Data lines.
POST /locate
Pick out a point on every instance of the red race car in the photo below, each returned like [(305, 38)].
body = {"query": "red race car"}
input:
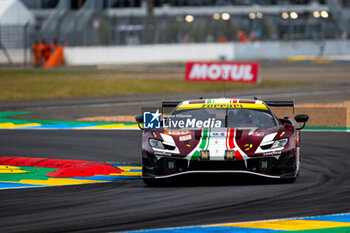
[(221, 136)]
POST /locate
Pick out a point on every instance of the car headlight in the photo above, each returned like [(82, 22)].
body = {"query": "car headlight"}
[(280, 143), (156, 144)]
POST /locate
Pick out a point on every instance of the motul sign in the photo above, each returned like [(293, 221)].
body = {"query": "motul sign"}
[(222, 71)]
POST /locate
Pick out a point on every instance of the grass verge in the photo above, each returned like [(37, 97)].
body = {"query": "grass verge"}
[(45, 84)]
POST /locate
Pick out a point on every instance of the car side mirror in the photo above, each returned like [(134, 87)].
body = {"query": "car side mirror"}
[(301, 118), (139, 120)]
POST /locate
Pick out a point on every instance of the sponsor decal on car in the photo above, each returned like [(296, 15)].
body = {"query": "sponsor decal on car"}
[(222, 71), (176, 132), (244, 105), (151, 120)]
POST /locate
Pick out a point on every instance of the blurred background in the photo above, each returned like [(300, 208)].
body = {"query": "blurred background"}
[(266, 26)]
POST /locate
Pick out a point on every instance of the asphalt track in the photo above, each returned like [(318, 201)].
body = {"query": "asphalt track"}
[(322, 188)]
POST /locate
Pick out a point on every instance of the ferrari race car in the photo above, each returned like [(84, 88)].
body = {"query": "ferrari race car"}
[(221, 136)]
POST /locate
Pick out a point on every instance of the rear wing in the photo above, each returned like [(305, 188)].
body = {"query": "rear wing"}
[(287, 103)]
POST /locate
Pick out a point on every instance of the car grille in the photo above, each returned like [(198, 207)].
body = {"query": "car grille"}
[(217, 165)]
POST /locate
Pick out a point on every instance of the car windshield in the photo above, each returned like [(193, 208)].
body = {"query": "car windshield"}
[(226, 117)]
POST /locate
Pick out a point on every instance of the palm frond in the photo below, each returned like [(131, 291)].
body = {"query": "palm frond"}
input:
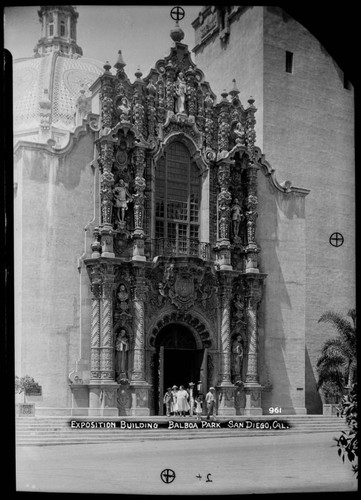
[(341, 324)]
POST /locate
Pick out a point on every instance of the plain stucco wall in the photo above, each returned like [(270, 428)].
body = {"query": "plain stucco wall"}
[(305, 127), (54, 210), (281, 236), (309, 138)]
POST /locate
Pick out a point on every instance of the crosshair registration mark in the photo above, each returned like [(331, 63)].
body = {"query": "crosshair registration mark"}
[(177, 13), (167, 476), (336, 239)]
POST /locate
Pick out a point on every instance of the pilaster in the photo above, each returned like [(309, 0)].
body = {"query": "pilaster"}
[(225, 387)]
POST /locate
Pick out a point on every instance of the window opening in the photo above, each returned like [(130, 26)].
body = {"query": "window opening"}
[(177, 202), (289, 62)]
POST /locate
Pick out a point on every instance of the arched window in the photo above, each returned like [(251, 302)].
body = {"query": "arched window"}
[(51, 24), (177, 197)]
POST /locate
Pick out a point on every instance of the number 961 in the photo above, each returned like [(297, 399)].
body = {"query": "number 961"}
[(276, 409)]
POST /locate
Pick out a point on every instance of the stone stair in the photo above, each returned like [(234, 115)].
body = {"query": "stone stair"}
[(57, 430)]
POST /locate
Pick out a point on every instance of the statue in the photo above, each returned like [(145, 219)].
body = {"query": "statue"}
[(122, 198), (181, 88), (239, 132), (121, 354), (237, 217), (162, 295), (124, 109), (237, 357)]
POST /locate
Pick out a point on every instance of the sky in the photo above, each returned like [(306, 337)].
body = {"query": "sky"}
[(140, 32)]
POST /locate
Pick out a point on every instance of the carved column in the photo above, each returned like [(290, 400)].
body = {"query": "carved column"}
[(251, 216), (169, 89), (252, 387), (138, 108), (96, 289), (107, 341), (224, 200), (225, 388), (191, 92), (139, 386), (251, 181), (106, 194), (102, 387), (138, 235)]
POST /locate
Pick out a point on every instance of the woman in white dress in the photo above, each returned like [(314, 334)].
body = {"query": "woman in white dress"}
[(173, 405), (182, 403)]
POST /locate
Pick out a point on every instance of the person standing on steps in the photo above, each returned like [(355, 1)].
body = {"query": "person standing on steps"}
[(182, 403), (210, 400), (167, 400)]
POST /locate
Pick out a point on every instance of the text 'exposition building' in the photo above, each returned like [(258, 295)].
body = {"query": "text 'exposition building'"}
[(196, 263)]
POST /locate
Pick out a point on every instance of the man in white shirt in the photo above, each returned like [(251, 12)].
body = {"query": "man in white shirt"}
[(210, 400)]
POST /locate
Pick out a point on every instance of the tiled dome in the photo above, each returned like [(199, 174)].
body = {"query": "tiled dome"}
[(50, 78), (47, 86)]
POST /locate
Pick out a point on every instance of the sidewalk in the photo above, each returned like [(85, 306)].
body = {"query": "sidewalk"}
[(272, 464)]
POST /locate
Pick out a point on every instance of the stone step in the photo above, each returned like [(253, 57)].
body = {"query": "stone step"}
[(88, 439), (56, 430)]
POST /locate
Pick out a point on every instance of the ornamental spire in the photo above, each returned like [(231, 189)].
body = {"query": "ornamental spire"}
[(58, 31)]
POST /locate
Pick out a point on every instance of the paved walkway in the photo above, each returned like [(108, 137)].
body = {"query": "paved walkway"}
[(272, 464)]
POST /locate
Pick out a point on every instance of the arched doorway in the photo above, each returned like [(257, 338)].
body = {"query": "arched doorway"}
[(180, 361)]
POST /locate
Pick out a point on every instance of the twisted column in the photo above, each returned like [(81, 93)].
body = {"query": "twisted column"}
[(107, 341), (226, 294), (139, 292), (252, 334), (106, 182), (224, 200), (96, 290), (251, 217)]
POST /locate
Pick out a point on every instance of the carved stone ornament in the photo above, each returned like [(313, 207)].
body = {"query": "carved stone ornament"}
[(183, 296)]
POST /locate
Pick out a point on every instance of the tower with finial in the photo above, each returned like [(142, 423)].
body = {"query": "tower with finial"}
[(58, 31)]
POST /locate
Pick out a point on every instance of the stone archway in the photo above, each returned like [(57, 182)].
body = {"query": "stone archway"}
[(196, 325), (180, 345)]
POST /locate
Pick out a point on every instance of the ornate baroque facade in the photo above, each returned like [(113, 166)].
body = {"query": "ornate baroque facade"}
[(152, 276)]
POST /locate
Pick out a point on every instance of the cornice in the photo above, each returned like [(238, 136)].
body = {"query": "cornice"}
[(284, 187)]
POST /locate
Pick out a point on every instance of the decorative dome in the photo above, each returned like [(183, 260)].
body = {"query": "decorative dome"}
[(47, 87)]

Exercise instructions. Find every line of the data above that contains the word "walkway" and copy each one out. Case counts.

Exercise response.
Pick out a point on every instance of the paved walkway in the photo above, each returned like [(108, 137)].
body = {"query": "paved walkway"}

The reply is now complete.